- _Work to do_: Write out the material again exactly, please, and omit the pictures.

- _Extracted information_:
+--

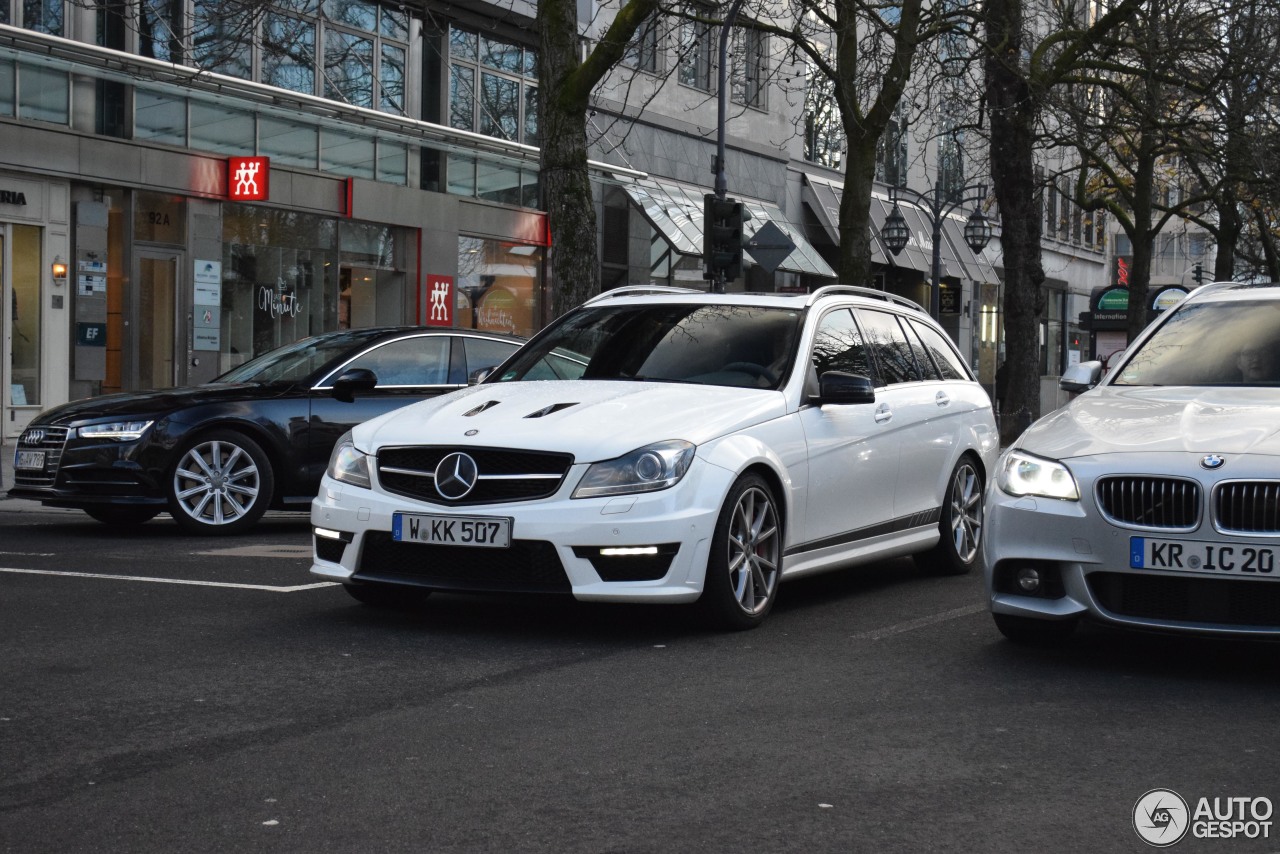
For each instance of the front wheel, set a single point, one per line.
(745, 562)
(960, 525)
(220, 485)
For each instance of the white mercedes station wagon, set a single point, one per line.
(670, 446)
(1153, 499)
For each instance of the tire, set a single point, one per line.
(1034, 633)
(387, 596)
(960, 526)
(222, 484)
(745, 562)
(122, 515)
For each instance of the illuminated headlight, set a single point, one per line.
(648, 469)
(1022, 474)
(348, 465)
(118, 430)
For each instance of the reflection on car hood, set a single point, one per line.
(154, 403)
(590, 419)
(1173, 419)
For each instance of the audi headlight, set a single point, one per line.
(118, 430)
(350, 465)
(648, 469)
(1023, 474)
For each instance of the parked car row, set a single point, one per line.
(671, 446)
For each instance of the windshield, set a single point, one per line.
(297, 361)
(740, 346)
(1211, 343)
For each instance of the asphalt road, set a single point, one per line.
(160, 693)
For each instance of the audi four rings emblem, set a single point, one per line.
(456, 475)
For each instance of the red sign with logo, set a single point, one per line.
(247, 178)
(435, 307)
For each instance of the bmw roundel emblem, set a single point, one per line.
(456, 475)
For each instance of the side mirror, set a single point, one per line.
(353, 382)
(844, 389)
(1080, 377)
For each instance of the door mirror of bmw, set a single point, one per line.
(841, 388)
(350, 383)
(1080, 377)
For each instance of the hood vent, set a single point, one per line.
(549, 410)
(480, 409)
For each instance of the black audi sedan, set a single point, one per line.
(257, 438)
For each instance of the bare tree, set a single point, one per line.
(1023, 63)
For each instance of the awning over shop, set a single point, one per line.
(676, 211)
(958, 260)
(823, 200)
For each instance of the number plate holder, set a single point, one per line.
(1240, 560)
(30, 460)
(478, 531)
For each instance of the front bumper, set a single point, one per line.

+--

- _Correct answer_:
For each instance of the front wheel, set a single point, one per line.
(745, 562)
(960, 525)
(220, 485)
For each instance of the white mercedes station wagon, set a single point, one per line.
(670, 446)
(1153, 499)
For each instance of the tire, set a single point, one per line.
(1034, 633)
(387, 596)
(960, 526)
(222, 484)
(745, 562)
(122, 515)
For each instance of the illuminated headlight, set a single point, one per line.
(648, 469)
(1022, 474)
(348, 465)
(118, 430)
For each instance of the reflection on car hood, set a single point, one per line.
(154, 403)
(590, 419)
(1173, 419)
For each instance of the audi headlight, set a single point, one per line.
(118, 430)
(350, 465)
(648, 469)
(1023, 474)
For each instance of the parked car row, set a single point, one per line.
(671, 446)
For each instance of the windshield, set a single point, one per line.
(297, 361)
(740, 346)
(1211, 343)
For each instance of the asphalt road, set a single point, one per line.
(160, 693)
For each instance of the audi four rings emblem, set a single point, one per line.
(456, 475)
For each instance of the red sign with logo, set a single point, one per line.
(247, 178)
(435, 307)
For each instance of the bmw roundel emblem, set a single point, one per line.
(456, 475)
For each instance of the side mirror, set a single point, one per line.
(353, 382)
(844, 389)
(1080, 377)
For each instance of the door mirror of bmw, set a single point, one per line.
(841, 388)
(350, 383)
(1080, 377)
For each instance of the hood vent, set a single point, one per line.
(549, 410)
(480, 409)
For each instance of the black audi sedan, set a single point, one per line.
(257, 438)
For each instance of the bare tree, set a single point, one per line.
(1023, 63)
For each instance of the awning over shop, set a single point, one per line.
(676, 211)
(958, 260)
(823, 200)
For each instance of the number plate holder, set a single point, one per line.
(1240, 560)
(30, 460)
(478, 531)
For each instance of the front bumper, set a single point, one per line.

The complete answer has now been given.